--- INPUT ---

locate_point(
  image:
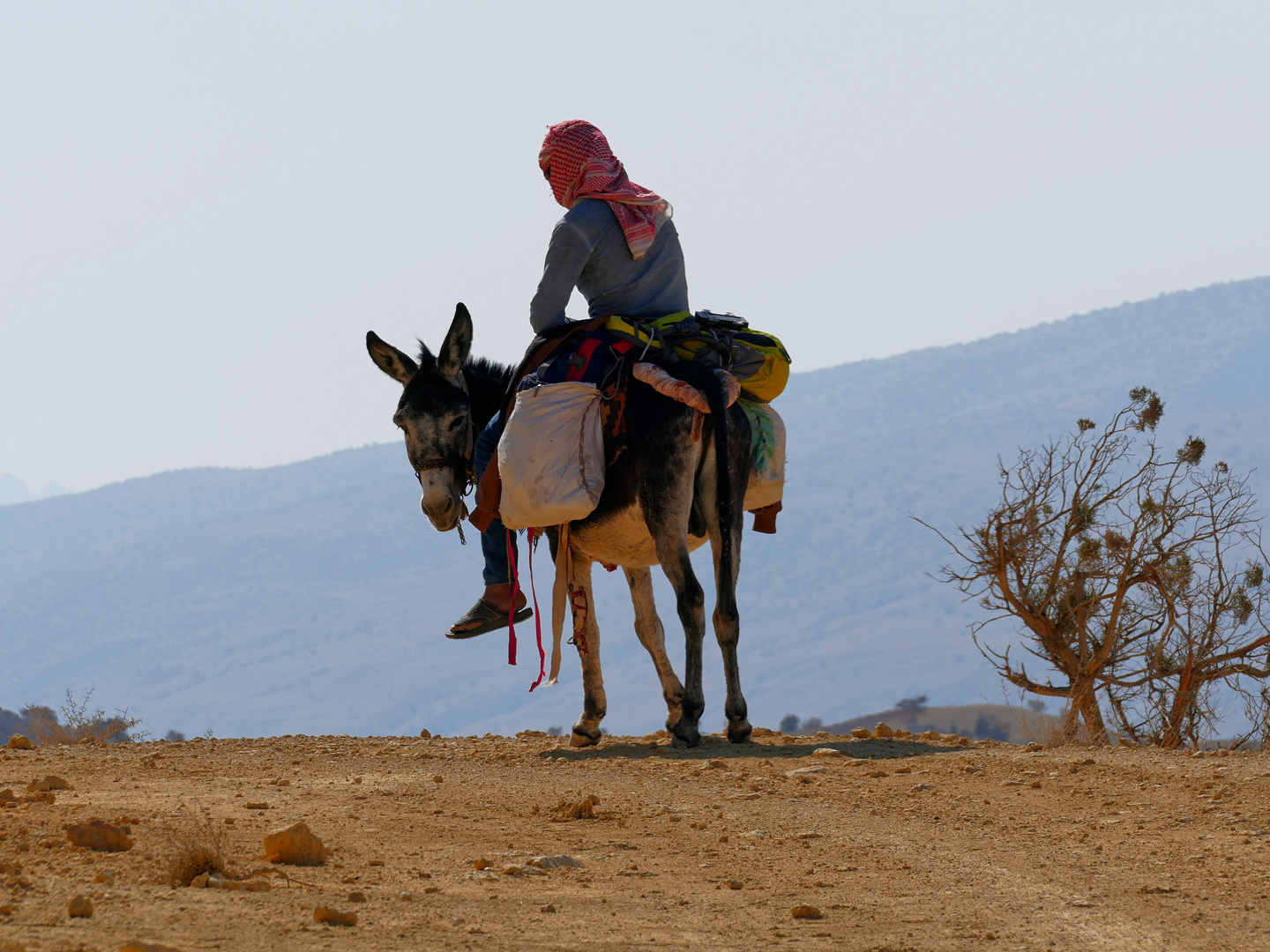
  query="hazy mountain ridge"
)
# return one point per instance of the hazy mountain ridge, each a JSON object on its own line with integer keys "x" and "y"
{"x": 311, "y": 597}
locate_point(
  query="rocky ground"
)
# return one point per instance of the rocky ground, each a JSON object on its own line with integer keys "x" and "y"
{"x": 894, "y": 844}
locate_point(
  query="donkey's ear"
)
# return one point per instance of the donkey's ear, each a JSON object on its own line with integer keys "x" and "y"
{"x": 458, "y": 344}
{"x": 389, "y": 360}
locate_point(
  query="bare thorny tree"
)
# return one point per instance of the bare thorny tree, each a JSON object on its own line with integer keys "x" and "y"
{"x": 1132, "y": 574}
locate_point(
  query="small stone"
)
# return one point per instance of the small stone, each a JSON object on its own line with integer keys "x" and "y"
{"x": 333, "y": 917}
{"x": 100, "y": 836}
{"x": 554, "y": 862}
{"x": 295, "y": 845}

---
--- INPUT ---

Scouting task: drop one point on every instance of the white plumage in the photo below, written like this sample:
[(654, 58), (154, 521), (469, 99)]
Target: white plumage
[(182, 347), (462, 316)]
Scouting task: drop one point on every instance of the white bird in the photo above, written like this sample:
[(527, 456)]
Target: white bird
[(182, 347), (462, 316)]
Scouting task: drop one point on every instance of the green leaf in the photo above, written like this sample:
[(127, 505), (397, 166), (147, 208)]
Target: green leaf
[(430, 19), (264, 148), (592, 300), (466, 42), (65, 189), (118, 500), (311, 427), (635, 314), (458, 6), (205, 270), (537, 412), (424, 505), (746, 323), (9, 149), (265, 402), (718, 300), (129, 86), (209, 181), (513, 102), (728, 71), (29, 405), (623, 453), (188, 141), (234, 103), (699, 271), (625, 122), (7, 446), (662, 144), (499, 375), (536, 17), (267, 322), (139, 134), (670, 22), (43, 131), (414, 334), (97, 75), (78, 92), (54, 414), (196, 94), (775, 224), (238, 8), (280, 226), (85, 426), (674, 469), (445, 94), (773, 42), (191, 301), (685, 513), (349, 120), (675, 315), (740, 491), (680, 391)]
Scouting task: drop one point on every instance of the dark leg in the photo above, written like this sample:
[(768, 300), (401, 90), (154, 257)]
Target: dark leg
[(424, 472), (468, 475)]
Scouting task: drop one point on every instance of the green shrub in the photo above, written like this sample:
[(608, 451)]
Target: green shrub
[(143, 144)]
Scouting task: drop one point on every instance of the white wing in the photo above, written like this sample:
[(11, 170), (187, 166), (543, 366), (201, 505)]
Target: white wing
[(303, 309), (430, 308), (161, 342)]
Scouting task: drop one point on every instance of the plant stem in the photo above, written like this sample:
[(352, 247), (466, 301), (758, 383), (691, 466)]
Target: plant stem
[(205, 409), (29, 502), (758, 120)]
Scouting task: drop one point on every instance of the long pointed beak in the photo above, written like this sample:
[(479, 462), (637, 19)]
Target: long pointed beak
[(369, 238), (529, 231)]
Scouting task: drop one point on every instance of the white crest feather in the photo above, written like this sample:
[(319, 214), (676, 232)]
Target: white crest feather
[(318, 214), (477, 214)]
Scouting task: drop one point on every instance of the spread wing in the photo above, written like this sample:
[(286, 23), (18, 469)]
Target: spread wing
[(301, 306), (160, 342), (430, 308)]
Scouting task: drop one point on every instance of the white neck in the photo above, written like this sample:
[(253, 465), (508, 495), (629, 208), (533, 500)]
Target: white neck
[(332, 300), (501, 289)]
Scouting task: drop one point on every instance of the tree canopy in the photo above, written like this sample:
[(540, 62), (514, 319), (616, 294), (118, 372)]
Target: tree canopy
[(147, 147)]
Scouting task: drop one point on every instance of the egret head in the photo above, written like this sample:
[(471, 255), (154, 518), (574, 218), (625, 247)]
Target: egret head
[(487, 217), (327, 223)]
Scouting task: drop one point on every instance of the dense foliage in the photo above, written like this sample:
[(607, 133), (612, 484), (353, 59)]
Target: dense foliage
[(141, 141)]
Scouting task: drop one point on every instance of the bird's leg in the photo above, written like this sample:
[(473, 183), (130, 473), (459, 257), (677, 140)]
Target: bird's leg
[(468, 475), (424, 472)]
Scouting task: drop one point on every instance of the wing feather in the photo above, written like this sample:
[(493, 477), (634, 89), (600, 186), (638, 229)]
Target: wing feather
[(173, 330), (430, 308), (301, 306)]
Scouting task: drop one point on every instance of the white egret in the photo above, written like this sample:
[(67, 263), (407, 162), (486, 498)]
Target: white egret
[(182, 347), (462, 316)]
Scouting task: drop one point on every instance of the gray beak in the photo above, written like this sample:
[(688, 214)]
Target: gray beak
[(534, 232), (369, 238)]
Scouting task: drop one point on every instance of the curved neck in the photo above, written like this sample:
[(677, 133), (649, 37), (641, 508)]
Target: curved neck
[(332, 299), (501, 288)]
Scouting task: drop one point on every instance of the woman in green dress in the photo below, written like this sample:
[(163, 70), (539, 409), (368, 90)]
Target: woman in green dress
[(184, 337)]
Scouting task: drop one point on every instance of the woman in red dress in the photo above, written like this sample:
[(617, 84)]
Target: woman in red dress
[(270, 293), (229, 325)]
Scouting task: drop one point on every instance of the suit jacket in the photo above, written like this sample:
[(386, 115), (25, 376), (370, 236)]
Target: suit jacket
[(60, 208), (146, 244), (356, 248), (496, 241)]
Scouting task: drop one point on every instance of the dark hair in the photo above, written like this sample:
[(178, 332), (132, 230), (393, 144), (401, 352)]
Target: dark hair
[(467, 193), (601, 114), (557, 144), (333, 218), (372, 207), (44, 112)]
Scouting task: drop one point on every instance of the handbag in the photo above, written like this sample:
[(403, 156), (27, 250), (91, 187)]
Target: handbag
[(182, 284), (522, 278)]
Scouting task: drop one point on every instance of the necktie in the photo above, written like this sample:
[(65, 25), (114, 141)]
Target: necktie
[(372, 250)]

---

Take the part that opens with the line containing "the dark leg" and closes with the line containing "[(143, 144)]", and give those lines again with "green shrub" changed to "green bush" throughout, leaving all else unchanged.

> OUTPUT FOR THIS TASK
Scouting task: drop one point on every instance of the dark leg in the photo above, written like this sample:
[(768, 300), (401, 90), (154, 257)]
Target: dark leg
[(424, 472), (468, 475)]
Scouting task: drop one point on every instance of the green bush in the photo above, written like this sample:
[(608, 451)]
Target: green bush
[(143, 144)]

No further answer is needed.